:: WRITTEN INSTRUCTION A ::
In the Treeherder deployment discussion, how long does the migration step that adds the foreign key take?
:: WRITTEN INSTRUCTION B ::
Extend the Treeherder deployment discussion beyond its final sentence.
++++ EXTRACT TO READ ++++
Commit pushed to master at https://github.com/mozilla/treeherder https://github.com/mozilla/treeherder/commit/e3ed84757863f1978dac7607342a9f1c7c8ba79e Bug 1215587 - Add job_group field to jobs table (#2601) This is to allow any job type to be able to belong to any job group. This will also mean that if someone accidentally picked the wrong group for a job type, we don't need to fix it in the DB for all new jobs. They can fix their task definition, and all new jobs will go to the new job group. This includes a management command to migrate the old data from job_type.job_group to the new field of job.job_group. A follow-up PR will remove the old field and set the API to read from the job.job_group field.

Cameron Dawson [:camd]

Assignee

Comment 26

•

8 years ago

When deploying this to Stage and Prototype, this caused more of an interruption than I saw in my own testing. For deploying to production, I will follow these steps: 1. Announce a Treeherder outage (which probably means a Tree closure) 2. Stop data ingestion and let the celery queues clear 3. Restart RDS to be sure all memory has been cleared (this step was required on Stage, but done as a precaution) 4. Deploy branch and allow migration to take place. There are several SQL steps to this. The first takes about 1.6 hours. The second step to add the foreign key takes about 2.2 hours. (It didn't seem to take this long when I'd tested it on my own RDS instance, but I must have lost track of time. Or it was faster with the copy of Prod. Or both.) 5. Turn ingestion back on and allow to catch up, at least somewhat. Pump the dynos to 10 or 12 for store_pulse_jobs (temporarily as needed) 6. End outage, notify Sheriffs the trees can be reopened

Ed Morley [:emorley]

Comment 27

•

8 years ago

(In reply to Cameron Dawson [:camd] from comment #26) > 3. Restart RDS to be sure all memory has been cleared (this step was > required on Stage, but done as a precaution) I would prefer we didn't do this unless necessary (ie if it gives the out of memory error right at the start of the migration). Prod is using an m4.2xlarge that has double the RAM of dev/prod's m4.xlarge, so it's much less likely we'll need to. > (It didn't seem to take this long when I'd tested it on my own RDS > instance, but I must have lost track of time. Or it was faster with the > copy of Prod. Or both.) It was likely due to the lower read/write load locally. On the plus side, prod's m4.2xlarge has both double CPU and RAM so should be quicker than stage.
++++ PROVIDED INFORMATION ++++
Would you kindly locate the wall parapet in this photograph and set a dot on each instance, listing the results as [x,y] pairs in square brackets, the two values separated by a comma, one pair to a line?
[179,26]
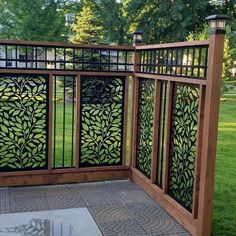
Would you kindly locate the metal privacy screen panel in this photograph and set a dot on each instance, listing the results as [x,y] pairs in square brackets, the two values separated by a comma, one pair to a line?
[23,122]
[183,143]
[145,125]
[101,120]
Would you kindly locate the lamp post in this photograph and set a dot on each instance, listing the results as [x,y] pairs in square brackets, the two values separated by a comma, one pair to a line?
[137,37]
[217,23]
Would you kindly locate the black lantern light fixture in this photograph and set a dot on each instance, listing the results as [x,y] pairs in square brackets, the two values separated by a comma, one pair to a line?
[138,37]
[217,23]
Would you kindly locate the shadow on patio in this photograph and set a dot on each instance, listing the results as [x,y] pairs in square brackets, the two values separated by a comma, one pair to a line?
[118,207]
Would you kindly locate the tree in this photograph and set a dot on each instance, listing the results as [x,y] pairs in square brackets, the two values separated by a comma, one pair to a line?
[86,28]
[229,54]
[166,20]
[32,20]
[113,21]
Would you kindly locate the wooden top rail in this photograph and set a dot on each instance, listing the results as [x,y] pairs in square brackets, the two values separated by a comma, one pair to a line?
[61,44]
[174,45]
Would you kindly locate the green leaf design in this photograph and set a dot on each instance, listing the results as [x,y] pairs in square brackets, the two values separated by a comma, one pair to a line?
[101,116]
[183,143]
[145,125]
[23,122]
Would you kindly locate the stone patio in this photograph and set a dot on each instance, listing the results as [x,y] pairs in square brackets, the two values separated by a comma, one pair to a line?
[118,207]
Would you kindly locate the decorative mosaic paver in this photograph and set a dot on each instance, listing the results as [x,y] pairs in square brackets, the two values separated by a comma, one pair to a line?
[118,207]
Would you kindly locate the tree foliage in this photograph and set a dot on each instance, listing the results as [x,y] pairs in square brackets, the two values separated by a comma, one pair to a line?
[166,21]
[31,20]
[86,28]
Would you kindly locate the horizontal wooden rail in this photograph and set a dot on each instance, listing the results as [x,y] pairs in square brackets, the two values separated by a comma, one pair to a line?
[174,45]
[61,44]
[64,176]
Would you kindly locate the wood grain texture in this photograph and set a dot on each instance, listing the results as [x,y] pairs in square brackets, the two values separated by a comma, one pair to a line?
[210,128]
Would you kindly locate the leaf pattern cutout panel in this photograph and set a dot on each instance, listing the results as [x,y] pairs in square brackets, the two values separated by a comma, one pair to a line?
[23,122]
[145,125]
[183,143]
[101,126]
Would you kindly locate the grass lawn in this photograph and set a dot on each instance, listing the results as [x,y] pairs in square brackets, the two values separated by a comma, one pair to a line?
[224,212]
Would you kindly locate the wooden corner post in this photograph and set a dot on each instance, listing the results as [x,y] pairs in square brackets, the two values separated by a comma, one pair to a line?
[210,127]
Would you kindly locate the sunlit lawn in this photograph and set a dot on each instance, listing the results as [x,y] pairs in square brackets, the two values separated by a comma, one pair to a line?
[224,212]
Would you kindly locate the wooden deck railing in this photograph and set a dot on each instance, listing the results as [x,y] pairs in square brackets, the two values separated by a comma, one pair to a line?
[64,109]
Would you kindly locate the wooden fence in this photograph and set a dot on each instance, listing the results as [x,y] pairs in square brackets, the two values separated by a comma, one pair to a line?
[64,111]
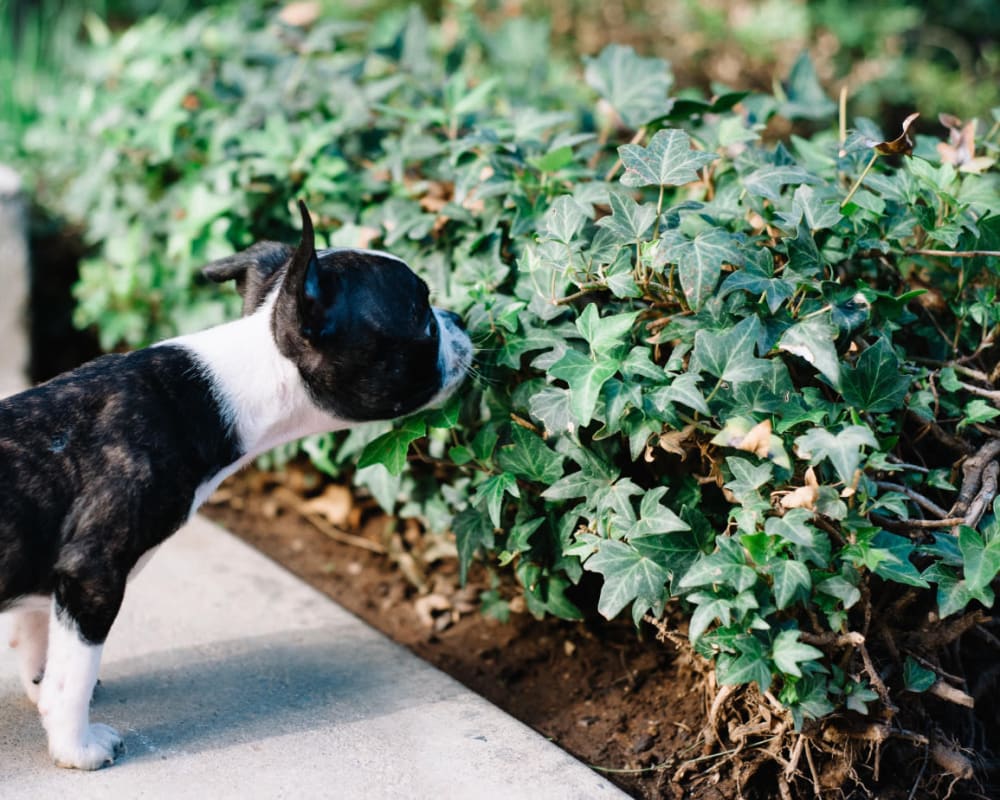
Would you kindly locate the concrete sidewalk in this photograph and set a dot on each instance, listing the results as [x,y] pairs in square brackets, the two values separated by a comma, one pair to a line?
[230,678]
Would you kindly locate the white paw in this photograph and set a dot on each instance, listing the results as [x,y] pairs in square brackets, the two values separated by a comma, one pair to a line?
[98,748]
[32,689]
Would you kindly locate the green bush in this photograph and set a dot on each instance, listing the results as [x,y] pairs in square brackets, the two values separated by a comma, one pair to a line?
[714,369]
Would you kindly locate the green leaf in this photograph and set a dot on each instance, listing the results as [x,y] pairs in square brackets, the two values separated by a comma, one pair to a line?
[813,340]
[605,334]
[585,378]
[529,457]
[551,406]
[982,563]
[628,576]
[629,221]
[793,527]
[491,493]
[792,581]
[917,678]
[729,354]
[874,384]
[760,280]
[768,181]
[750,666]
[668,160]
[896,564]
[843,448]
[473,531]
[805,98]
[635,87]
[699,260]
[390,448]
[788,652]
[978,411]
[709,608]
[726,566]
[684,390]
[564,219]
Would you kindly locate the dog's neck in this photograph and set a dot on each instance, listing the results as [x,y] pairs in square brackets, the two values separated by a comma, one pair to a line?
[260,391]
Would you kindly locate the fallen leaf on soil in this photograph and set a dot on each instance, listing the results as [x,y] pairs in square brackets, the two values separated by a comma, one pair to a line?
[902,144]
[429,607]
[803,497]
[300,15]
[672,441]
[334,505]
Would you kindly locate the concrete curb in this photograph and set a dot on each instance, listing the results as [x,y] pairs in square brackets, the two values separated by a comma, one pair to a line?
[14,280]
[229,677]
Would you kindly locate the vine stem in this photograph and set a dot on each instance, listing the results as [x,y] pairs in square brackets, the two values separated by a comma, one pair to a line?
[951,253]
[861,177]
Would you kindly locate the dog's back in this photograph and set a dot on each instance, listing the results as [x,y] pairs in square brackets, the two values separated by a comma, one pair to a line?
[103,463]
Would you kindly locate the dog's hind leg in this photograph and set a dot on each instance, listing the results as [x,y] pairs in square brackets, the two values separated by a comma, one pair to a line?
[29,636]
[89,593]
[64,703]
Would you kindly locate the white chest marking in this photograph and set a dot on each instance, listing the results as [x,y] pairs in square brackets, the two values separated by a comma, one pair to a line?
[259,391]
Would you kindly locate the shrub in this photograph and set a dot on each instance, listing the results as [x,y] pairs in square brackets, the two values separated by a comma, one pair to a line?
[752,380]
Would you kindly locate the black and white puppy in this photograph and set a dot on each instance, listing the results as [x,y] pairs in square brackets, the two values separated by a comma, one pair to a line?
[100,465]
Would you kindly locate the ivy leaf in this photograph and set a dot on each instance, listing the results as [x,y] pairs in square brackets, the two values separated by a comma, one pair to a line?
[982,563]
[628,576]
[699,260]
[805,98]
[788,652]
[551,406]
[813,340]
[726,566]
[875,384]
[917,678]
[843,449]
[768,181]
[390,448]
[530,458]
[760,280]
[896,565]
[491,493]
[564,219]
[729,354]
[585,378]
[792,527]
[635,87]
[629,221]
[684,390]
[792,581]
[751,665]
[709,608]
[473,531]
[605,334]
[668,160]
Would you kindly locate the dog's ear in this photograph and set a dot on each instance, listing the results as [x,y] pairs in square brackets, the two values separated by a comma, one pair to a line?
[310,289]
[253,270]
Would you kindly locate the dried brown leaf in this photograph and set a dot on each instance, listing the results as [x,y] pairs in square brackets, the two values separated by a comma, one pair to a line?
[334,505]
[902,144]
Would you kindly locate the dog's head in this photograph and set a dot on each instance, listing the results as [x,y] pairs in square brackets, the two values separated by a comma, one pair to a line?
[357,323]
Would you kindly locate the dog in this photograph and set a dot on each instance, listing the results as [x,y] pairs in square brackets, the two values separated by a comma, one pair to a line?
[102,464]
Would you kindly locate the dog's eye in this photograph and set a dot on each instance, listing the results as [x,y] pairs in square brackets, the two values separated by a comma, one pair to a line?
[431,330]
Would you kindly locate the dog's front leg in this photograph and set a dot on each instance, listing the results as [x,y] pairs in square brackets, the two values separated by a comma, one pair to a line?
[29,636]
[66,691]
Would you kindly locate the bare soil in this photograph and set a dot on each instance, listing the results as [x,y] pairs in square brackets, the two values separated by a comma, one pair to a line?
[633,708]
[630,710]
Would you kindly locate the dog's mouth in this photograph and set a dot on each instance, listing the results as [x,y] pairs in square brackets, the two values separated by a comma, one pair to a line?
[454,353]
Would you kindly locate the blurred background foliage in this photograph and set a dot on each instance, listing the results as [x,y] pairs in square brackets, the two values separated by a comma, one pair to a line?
++++
:: TASK ANSWER A ::
About 2.2 hours.

:: TASK ANSWER B ::
Cameron Dawson [:camd]

Assignee

Comment 28

•

8 years ago

(In reply to Ed Morley [:emorley] from comment #27) > (In reply to Cameron Dawson [:camd] from comment #26) > > 3. Restart RDS to be sure all memory has been cleared (this step was > > required on Stage, but done as a precaution) > > I would prefer we didn't do this unless necessary (ie if it gives the out of > memory error right at the start of the migration). Prod is using an > m4.2xlarge that has double the RAM of dev/prod's m4.xlarge, so it's much > less likely we'll need to. > > > (It didn't seem to take this long when I'd tested it on my own RDS > > instance, but I must have lost track of time. Or it was faster with the > > copy of Prod. Or both.) > > It was likely due to the lower read/write load locally. On the plus side, > prod's m4.2xlarge has both double CPU and RAM so should be quicker than > stage. OK, sure. I can hold off restarting the DB instance unless I hit a memory problem.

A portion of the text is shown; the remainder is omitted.